Problem to work on: In the listing below, take the lines from the one containing "Target: cloud bank" to the one containing "column 212, row 23" and rewrite them with "blue sky" swapped for "clear sky", leaving everything else unchanged.
★ ★ ★
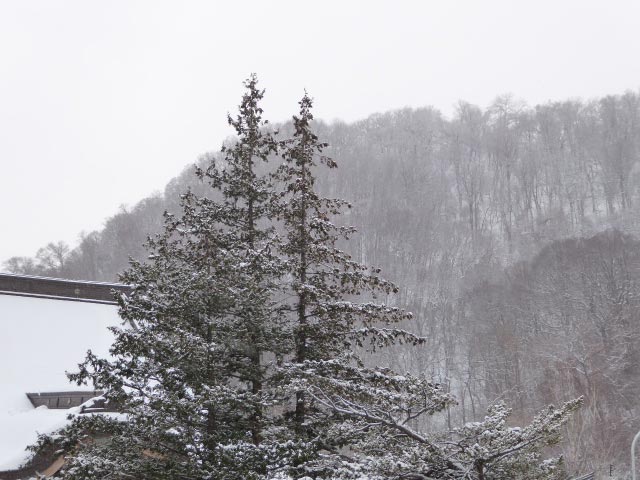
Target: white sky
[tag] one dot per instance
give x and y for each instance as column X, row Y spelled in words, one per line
column 103, row 102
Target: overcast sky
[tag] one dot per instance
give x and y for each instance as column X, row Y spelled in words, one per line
column 103, row 102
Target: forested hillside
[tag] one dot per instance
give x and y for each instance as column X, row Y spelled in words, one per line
column 498, row 226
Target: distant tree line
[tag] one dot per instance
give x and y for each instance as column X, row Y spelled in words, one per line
column 491, row 222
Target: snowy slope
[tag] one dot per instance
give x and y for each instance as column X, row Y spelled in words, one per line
column 40, row 340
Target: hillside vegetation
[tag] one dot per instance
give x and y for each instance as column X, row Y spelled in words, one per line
column 511, row 233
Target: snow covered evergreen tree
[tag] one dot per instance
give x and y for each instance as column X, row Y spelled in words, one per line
column 329, row 326
column 187, row 371
column 363, row 420
column 244, row 354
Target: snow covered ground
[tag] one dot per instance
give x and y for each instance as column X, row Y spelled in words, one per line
column 40, row 339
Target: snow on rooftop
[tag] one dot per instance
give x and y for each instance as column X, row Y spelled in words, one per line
column 40, row 339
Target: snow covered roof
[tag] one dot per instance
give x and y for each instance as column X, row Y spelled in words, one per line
column 46, row 330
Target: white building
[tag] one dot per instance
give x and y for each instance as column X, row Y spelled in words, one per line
column 46, row 327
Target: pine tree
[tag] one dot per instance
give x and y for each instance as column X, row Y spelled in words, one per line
column 246, row 347
column 362, row 420
column 187, row 370
column 330, row 327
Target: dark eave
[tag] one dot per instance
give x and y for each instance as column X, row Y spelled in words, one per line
column 60, row 289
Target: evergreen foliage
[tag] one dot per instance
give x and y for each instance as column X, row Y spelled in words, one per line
column 244, row 349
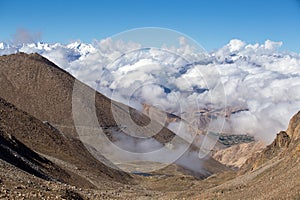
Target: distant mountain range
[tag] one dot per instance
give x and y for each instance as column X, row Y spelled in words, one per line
column 252, row 75
column 42, row 155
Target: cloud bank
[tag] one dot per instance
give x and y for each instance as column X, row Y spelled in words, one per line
column 259, row 78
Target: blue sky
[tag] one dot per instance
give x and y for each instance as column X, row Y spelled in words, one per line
column 212, row 23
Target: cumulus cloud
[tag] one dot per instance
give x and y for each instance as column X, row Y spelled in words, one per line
column 261, row 80
column 24, row 36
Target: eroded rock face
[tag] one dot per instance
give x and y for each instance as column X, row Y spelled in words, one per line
column 284, row 143
column 294, row 127
column 282, row 140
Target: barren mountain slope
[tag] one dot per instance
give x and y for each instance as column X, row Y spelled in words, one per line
column 17, row 126
column 42, row 89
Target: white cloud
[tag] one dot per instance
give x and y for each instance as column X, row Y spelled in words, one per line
column 255, row 76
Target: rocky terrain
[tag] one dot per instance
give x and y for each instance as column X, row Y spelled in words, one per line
column 42, row 156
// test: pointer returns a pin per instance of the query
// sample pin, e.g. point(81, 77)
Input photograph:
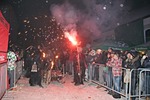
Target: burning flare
point(71, 38)
point(52, 65)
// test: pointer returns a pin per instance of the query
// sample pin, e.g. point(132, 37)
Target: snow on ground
point(57, 91)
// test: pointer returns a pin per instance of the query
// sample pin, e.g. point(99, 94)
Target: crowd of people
point(104, 66)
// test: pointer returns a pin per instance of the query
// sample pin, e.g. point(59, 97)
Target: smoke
point(90, 18)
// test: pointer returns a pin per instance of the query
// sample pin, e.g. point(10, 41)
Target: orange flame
point(71, 38)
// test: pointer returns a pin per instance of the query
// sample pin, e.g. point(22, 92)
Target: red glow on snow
point(71, 38)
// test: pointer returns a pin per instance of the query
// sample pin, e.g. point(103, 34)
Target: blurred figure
point(35, 77)
point(79, 67)
point(11, 68)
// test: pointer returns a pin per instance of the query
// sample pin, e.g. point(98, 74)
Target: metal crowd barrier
point(3, 76)
point(144, 80)
point(131, 88)
point(3, 79)
point(18, 70)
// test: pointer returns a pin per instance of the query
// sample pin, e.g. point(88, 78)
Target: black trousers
point(35, 79)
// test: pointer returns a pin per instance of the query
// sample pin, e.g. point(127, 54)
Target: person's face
point(115, 56)
point(129, 56)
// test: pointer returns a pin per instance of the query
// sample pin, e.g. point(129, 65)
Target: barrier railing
point(144, 80)
point(3, 76)
point(131, 83)
point(3, 79)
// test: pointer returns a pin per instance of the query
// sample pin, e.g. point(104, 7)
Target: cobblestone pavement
point(57, 91)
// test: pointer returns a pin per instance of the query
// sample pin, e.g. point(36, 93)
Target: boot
point(148, 98)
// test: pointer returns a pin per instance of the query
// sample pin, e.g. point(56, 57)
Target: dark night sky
point(32, 22)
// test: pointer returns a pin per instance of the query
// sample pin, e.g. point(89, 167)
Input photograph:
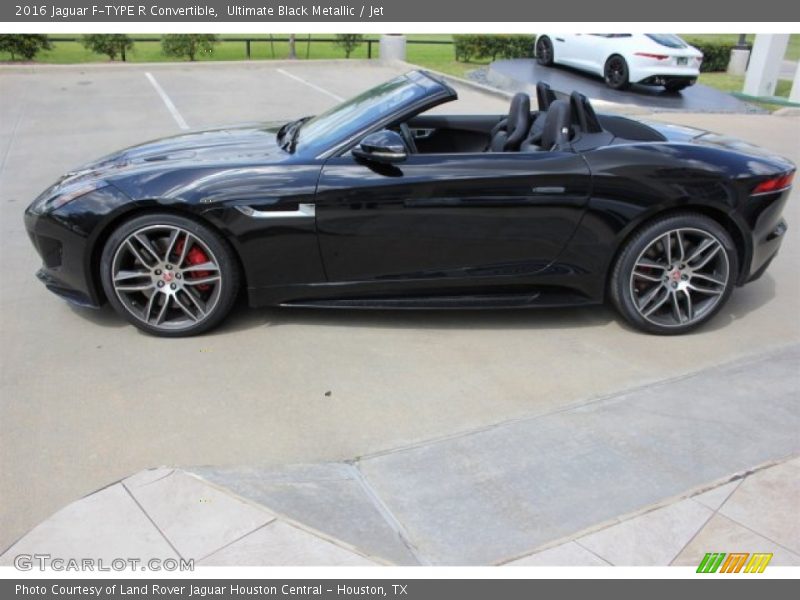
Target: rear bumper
point(658, 74)
point(767, 233)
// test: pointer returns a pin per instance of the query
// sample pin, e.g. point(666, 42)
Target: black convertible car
point(378, 204)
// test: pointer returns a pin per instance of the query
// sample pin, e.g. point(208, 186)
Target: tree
point(188, 45)
point(348, 42)
point(110, 44)
point(24, 45)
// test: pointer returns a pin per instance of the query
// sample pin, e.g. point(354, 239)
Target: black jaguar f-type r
point(377, 204)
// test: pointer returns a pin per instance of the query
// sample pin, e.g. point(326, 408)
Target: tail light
point(774, 184)
point(650, 55)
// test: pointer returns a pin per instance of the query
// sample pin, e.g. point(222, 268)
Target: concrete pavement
point(86, 399)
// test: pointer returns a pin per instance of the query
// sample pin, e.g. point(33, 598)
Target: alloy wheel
point(680, 277)
point(166, 277)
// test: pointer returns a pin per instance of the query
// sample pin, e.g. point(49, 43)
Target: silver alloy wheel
point(166, 277)
point(679, 277)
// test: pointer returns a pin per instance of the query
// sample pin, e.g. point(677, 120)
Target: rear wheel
point(616, 72)
point(169, 275)
point(674, 274)
point(544, 51)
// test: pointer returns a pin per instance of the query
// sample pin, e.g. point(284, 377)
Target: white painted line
point(167, 102)
point(311, 85)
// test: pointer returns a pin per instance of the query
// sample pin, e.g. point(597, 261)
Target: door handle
point(422, 134)
point(302, 210)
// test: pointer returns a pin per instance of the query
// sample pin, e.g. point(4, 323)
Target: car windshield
point(348, 118)
point(667, 39)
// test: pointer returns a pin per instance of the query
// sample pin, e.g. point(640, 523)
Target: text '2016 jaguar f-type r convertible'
point(377, 204)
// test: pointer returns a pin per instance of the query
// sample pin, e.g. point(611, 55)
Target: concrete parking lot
point(86, 399)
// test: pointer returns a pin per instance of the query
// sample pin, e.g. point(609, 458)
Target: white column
point(765, 64)
point(393, 47)
point(795, 95)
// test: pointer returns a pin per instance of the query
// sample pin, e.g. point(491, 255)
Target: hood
point(211, 146)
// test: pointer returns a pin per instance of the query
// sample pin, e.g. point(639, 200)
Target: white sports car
point(624, 58)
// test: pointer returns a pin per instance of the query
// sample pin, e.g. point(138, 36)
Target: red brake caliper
point(195, 256)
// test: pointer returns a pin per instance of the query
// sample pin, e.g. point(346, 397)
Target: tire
point(152, 271)
point(615, 73)
point(674, 274)
point(675, 86)
point(545, 55)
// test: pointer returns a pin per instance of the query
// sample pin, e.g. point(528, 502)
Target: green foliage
point(110, 44)
point(24, 46)
point(715, 54)
point(468, 47)
point(348, 42)
point(188, 45)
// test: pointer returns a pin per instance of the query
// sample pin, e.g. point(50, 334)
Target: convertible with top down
point(379, 203)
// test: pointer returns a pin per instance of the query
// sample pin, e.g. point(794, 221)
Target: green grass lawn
point(262, 49)
point(436, 57)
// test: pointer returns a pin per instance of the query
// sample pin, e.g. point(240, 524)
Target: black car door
point(454, 218)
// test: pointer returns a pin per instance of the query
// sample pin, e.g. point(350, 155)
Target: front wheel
point(169, 275)
point(674, 274)
point(616, 73)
★ ★ ★
Reply to the task:
Target: cloud bank
[tag] one dot per instance
give x and y for each instance as column X, row Y spelled in words, one per line
column 259, row 78
Target: clear sky
[tag] one dot per instance
give x and y for each instance as column X, row Y spelled in words, one per line
column 212, row 23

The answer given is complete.